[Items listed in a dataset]
________________
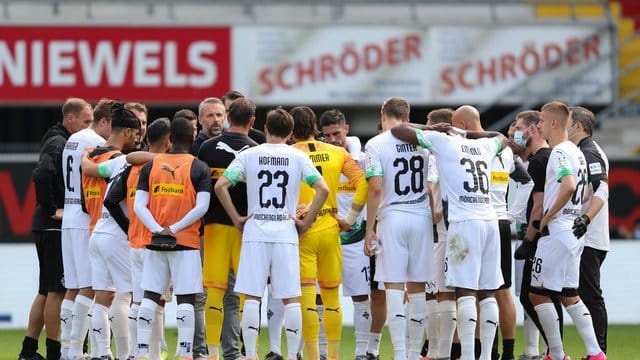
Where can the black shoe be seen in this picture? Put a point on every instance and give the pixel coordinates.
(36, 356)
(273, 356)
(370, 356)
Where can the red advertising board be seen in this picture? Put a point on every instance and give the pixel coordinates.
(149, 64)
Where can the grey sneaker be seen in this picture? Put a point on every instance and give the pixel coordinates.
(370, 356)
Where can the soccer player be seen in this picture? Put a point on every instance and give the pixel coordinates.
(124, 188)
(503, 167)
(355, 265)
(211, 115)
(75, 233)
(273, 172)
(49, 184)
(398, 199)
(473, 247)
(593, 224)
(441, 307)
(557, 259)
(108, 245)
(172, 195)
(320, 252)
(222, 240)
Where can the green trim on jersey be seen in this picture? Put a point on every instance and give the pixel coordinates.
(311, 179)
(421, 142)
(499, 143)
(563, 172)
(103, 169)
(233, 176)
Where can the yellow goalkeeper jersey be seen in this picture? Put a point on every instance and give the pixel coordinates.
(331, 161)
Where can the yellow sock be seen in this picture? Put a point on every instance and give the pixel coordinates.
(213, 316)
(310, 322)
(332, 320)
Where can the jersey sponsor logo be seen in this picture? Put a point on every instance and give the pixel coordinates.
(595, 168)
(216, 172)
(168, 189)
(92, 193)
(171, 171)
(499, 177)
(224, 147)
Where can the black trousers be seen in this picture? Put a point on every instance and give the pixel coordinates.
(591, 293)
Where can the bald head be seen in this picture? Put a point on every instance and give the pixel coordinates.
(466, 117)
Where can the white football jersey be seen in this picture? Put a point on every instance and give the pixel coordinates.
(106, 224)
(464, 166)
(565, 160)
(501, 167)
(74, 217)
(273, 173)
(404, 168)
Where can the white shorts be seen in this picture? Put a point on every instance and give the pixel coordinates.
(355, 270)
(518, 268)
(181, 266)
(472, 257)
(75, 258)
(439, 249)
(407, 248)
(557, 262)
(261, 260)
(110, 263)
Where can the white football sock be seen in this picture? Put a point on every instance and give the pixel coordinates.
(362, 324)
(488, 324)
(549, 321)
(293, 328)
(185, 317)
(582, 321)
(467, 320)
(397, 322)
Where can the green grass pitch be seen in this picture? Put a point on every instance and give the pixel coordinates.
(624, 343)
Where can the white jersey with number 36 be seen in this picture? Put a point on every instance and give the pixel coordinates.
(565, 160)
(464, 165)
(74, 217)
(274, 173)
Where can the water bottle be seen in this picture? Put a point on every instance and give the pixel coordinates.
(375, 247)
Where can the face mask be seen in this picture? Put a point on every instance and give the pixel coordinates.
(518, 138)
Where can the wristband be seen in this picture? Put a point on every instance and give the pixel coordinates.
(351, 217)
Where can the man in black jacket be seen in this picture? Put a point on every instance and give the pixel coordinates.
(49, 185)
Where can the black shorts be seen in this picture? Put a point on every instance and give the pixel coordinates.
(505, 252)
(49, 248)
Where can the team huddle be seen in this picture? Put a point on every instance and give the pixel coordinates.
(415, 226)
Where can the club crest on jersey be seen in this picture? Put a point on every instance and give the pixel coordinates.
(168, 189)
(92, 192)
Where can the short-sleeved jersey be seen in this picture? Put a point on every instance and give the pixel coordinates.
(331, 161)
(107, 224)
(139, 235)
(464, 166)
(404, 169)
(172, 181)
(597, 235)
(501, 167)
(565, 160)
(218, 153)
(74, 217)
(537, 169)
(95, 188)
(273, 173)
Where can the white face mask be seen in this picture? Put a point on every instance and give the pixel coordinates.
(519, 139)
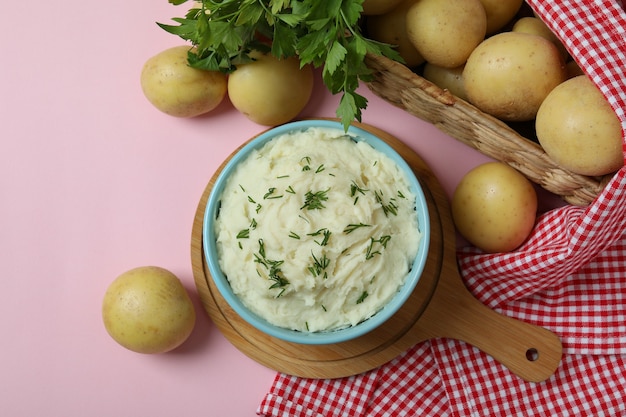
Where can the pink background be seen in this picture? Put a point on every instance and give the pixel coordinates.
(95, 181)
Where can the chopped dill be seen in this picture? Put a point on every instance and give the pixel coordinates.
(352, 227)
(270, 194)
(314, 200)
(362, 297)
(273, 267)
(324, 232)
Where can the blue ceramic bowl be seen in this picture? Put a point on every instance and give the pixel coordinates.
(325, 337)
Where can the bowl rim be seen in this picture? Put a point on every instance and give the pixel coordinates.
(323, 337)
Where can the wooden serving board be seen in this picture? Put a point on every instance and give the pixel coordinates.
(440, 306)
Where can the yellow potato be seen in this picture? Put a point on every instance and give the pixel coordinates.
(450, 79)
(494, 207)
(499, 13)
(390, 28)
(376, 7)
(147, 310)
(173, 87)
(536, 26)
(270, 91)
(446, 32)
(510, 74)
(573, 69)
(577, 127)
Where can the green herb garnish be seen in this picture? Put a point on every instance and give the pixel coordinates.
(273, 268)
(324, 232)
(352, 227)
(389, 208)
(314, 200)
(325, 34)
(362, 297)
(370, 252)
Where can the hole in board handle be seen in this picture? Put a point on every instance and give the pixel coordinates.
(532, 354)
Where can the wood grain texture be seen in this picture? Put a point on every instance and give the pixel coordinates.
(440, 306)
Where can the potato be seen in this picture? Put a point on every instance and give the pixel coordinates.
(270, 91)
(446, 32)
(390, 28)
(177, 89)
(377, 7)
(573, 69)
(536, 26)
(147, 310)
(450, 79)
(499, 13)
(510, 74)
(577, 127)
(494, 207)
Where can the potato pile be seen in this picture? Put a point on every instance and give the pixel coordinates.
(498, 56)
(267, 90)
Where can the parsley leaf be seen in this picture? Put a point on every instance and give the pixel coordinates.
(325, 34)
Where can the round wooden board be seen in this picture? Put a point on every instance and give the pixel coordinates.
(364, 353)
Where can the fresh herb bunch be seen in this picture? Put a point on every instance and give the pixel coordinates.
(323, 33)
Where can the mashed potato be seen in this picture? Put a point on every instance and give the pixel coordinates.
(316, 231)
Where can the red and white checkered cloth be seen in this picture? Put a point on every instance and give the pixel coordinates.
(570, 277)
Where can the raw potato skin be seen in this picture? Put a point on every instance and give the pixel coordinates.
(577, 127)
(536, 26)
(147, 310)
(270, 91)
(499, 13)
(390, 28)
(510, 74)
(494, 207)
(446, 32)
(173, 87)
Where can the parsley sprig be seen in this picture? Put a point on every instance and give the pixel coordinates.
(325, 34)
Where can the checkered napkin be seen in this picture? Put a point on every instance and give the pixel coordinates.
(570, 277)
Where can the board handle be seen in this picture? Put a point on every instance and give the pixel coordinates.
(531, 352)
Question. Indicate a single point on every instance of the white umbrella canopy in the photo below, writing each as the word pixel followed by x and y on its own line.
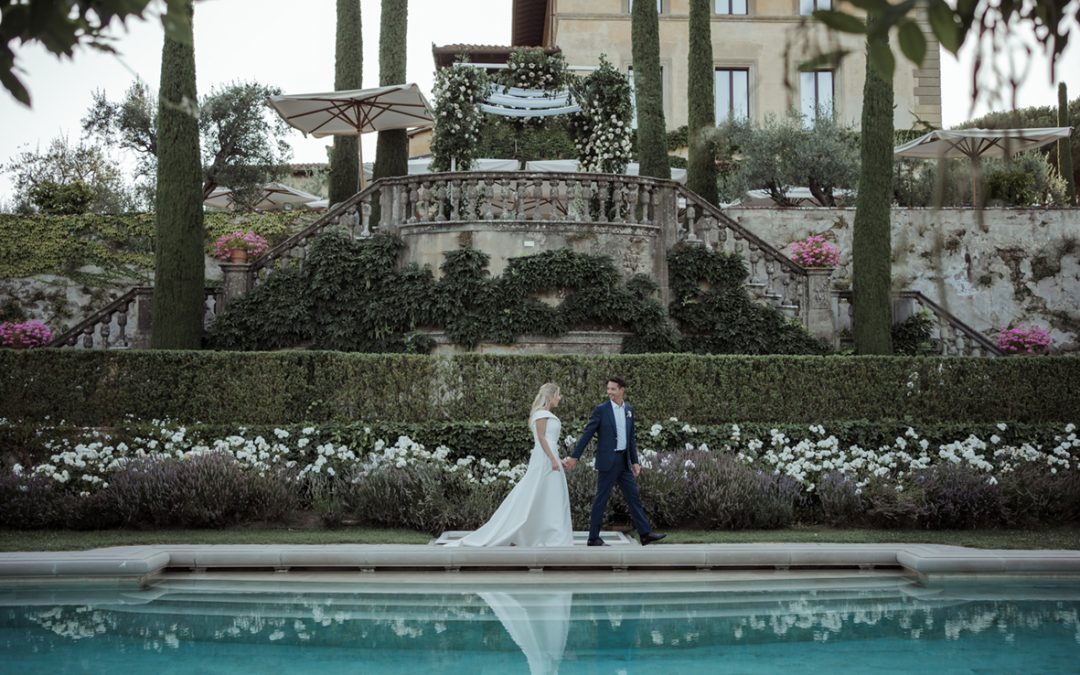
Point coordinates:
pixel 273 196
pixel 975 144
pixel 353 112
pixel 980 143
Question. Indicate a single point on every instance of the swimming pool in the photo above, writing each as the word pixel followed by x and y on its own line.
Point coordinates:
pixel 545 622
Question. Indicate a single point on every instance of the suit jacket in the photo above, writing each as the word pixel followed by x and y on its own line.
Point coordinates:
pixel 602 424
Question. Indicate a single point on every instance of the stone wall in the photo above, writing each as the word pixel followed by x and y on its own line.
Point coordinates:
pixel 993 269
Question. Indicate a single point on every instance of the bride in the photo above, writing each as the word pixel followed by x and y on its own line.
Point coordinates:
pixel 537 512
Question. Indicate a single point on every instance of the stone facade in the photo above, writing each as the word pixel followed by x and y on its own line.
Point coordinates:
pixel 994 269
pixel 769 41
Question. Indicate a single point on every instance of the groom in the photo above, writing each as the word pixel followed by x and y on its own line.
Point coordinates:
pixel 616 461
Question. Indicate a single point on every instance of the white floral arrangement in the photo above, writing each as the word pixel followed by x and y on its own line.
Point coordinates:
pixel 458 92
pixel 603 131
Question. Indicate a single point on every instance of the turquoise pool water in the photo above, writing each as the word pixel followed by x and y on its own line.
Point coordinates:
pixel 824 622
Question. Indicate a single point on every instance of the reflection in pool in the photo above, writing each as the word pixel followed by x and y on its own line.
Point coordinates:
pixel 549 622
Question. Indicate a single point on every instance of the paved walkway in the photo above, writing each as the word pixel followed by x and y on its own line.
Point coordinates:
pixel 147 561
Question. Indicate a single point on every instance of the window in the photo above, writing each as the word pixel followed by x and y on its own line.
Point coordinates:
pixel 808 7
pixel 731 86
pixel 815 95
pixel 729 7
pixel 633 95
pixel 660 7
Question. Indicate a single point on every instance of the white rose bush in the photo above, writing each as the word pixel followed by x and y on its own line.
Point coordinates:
________________
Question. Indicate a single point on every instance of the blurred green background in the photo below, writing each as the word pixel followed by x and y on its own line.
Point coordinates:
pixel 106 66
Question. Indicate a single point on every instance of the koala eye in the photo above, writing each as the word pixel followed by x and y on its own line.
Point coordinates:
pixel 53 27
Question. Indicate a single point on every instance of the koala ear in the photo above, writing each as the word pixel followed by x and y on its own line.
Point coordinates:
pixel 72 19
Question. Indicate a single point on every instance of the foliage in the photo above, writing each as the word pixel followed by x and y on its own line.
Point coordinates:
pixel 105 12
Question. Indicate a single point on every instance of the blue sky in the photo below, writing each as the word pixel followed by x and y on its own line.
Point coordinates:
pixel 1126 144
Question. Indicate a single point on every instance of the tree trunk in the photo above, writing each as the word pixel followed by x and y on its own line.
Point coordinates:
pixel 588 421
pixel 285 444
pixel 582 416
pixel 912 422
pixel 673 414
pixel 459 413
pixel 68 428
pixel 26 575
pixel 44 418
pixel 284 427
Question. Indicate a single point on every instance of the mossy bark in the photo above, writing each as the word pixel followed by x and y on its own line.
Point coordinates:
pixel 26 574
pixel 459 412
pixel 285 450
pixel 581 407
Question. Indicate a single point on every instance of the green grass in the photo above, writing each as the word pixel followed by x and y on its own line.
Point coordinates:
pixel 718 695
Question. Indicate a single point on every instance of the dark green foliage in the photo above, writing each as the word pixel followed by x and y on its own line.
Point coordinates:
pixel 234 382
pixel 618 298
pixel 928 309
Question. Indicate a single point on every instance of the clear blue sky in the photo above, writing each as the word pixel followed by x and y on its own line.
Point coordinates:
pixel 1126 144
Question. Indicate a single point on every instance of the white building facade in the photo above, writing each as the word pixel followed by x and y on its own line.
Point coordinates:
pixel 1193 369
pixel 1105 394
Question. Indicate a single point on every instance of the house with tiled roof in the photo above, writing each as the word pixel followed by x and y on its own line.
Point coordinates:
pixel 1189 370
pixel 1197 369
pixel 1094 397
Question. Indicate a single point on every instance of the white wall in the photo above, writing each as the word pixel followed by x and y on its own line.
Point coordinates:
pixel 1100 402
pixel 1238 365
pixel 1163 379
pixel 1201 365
________________
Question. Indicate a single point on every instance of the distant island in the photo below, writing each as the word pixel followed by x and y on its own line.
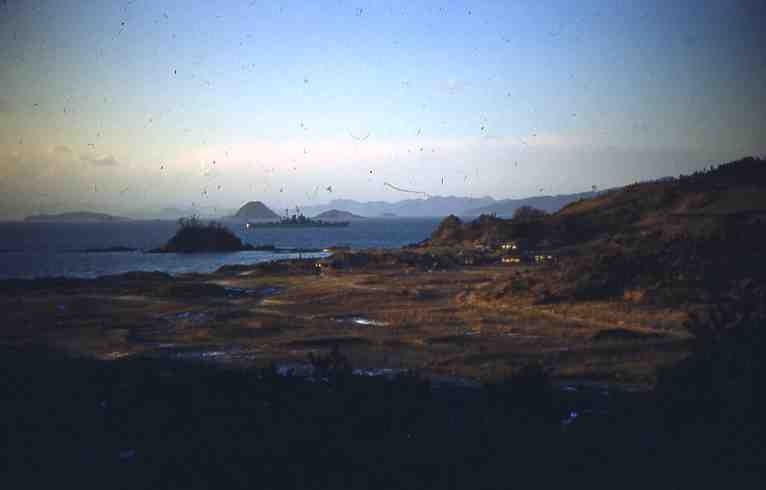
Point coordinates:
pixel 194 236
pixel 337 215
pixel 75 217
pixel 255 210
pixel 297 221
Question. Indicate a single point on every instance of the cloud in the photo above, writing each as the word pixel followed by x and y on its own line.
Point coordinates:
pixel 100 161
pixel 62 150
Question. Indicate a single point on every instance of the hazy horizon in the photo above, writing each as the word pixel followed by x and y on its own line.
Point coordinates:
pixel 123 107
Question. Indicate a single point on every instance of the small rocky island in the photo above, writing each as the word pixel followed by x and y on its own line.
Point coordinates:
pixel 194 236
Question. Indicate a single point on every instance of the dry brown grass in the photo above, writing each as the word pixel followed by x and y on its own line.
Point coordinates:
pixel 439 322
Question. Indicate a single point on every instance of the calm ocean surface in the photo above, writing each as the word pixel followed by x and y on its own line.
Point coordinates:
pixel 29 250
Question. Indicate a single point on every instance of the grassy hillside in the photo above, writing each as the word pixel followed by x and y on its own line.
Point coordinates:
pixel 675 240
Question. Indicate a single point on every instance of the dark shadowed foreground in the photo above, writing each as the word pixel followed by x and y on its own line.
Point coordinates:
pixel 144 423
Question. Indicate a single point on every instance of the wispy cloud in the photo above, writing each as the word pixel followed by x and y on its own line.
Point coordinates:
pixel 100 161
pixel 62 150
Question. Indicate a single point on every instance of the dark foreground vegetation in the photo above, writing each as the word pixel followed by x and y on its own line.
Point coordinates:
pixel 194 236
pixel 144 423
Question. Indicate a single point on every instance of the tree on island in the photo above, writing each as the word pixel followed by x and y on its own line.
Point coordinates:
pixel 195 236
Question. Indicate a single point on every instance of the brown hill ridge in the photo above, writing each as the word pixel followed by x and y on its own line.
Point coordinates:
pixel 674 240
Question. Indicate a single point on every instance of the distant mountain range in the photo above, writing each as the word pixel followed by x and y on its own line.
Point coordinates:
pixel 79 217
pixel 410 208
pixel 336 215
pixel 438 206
________________
Exercise: Every line above that holds the string "cloud" should be copied into the answer.

Solution below:
Question. Indicate a single point on every instance of the cloud in the photo above, writing each as the word pixel followed by x and y on its own line.
Question. Indicate a single point on every instance of the wispy cloud in the photo above, writing each as the word pixel followed by x and y on its own line.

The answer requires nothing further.